Repeat the rows below word for word, from the start through the line containing "xmin=23 ymin=285 xmax=640 ymax=427", including that line.

----- MATERIAL PROVIDED

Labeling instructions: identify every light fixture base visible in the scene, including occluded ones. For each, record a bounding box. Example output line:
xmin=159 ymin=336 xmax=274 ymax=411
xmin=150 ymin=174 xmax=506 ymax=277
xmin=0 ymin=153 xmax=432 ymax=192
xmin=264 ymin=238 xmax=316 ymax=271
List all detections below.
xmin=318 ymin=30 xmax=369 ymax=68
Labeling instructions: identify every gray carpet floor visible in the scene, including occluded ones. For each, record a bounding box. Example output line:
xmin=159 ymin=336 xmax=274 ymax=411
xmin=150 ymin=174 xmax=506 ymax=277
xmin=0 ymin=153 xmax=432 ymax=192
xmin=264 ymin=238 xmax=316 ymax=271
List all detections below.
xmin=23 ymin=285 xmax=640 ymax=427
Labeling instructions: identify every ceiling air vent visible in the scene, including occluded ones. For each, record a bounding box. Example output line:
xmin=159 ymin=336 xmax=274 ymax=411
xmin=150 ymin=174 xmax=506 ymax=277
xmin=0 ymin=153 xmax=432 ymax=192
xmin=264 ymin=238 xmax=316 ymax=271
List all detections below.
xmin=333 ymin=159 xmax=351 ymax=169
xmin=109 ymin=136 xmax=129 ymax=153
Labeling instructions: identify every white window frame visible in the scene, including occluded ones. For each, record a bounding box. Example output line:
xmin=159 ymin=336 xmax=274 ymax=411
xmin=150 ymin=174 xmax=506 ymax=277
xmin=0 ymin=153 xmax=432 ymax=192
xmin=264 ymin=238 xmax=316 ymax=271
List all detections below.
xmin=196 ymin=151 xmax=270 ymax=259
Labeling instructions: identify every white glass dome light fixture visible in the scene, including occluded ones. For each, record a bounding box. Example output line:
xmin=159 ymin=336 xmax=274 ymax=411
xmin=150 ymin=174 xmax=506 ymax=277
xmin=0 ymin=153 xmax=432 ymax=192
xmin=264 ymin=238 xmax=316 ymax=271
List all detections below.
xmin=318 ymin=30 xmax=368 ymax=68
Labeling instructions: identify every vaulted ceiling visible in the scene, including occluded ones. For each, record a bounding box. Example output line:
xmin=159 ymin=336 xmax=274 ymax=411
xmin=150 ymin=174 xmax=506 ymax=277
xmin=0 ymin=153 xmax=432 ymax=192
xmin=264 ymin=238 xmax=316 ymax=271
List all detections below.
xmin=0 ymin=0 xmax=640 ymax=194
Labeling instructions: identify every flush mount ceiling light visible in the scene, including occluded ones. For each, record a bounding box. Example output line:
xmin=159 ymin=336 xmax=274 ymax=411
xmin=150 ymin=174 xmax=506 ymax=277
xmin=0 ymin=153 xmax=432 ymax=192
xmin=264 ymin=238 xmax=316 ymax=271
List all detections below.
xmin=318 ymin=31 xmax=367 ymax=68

----------

**RESULT OF THIS EXERCISE**
Labeling instructions: identify every light fixture base visible in the scene, including occluded ones. For each, record a bounding box. Example output line:
xmin=159 ymin=336 xmax=274 ymax=411
xmin=150 ymin=174 xmax=506 ymax=277
xmin=0 ymin=153 xmax=432 ymax=192
xmin=264 ymin=238 xmax=316 ymax=271
List all detections below.
xmin=318 ymin=30 xmax=369 ymax=68
Labeling instructions: identify every gray carpet floor visible in the scene, including occluded ones. For each, record a bounding box. Example output line:
xmin=159 ymin=336 xmax=274 ymax=411
xmin=150 ymin=174 xmax=506 ymax=277
xmin=0 ymin=153 xmax=432 ymax=192
xmin=264 ymin=238 xmax=316 ymax=271
List all detections below.
xmin=23 ymin=285 xmax=640 ymax=427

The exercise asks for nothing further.